▶ Problem to solve
Return the records exactly, please. Every line should match.

─── Input records

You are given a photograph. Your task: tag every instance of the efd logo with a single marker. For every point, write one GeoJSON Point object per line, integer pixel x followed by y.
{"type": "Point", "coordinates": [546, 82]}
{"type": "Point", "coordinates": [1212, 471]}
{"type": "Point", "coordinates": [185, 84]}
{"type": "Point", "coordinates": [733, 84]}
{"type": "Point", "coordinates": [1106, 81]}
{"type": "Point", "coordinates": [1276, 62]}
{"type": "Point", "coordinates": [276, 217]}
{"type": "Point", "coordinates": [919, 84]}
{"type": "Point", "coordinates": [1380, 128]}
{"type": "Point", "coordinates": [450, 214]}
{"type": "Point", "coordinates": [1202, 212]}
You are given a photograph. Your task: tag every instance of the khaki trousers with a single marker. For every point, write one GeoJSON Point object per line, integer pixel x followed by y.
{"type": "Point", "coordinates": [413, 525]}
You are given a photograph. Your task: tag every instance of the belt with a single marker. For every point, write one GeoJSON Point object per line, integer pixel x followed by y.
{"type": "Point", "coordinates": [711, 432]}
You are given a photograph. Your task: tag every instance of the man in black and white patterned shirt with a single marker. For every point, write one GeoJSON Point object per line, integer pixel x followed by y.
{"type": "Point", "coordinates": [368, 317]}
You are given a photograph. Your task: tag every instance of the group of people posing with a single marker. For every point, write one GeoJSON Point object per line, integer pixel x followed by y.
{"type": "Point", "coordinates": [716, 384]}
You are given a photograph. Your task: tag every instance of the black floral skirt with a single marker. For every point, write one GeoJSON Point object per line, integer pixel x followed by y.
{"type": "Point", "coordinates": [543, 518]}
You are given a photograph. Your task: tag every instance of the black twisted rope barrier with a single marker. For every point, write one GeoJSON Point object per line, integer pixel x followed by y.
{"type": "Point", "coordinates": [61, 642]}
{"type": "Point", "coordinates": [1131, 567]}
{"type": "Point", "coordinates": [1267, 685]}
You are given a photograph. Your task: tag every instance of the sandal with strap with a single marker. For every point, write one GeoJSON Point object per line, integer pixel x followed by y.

──────

▶ Response to this task
You are given a photograph. Your task: tag every instance of the efd logo with a single marker. For every point, write one GeoJSON Point object per line, integer pixel x followed by y.
{"type": "Point", "coordinates": [546, 82]}
{"type": "Point", "coordinates": [1212, 471]}
{"type": "Point", "coordinates": [185, 84]}
{"type": "Point", "coordinates": [733, 84]}
{"type": "Point", "coordinates": [1106, 81]}
{"type": "Point", "coordinates": [1276, 62]}
{"type": "Point", "coordinates": [276, 217]}
{"type": "Point", "coordinates": [919, 84]}
{"type": "Point", "coordinates": [1380, 128]}
{"type": "Point", "coordinates": [450, 214]}
{"type": "Point", "coordinates": [1202, 212]}
You are given a photograph. Your task: tag every instance of the khaki trousers with a single marker. For every point, write one GeoJSON Point object per line, integer pixel x followed by y.
{"type": "Point", "coordinates": [413, 525]}
You are given a photograph. Your task: tag every instance of the belt with a single marker. For every point, write one GeoJSON Point object per line, integer pixel x followed by y.
{"type": "Point", "coordinates": [711, 432]}
You are given a photograph. Your task: tag every instance of the man in black and white patterned shirt with a single marker. For every point, write one GeoJSON Point object per line, integer pixel x followed by y.
{"type": "Point", "coordinates": [368, 317]}
You are given a photograph. Your task: tag every instance of the group of people posing with a single marker. For every point, write one GeoJSON Point object per line, integer pixel x followed by y.
{"type": "Point", "coordinates": [716, 384]}
You are given a photograph. Your task: tag every instance of the black floral skirt with a single marker. For every point, write one GeoJSON Point object per line, integer pixel x followed by y.
{"type": "Point", "coordinates": [543, 518]}
You are given a photograph. Your task: tag every instance of the black twisted rope barrier with a single marker. For every point, write one GeoJSON Point object per line, integer pixel x followed by y.
{"type": "Point", "coordinates": [61, 642]}
{"type": "Point", "coordinates": [1131, 567]}
{"type": "Point", "coordinates": [1267, 685]}
You are given a photograph. Your task: tag every instance of the sandal with strap with a single marker. For every point, write one GeoJSON Point object per line, integer pixel x followed by y.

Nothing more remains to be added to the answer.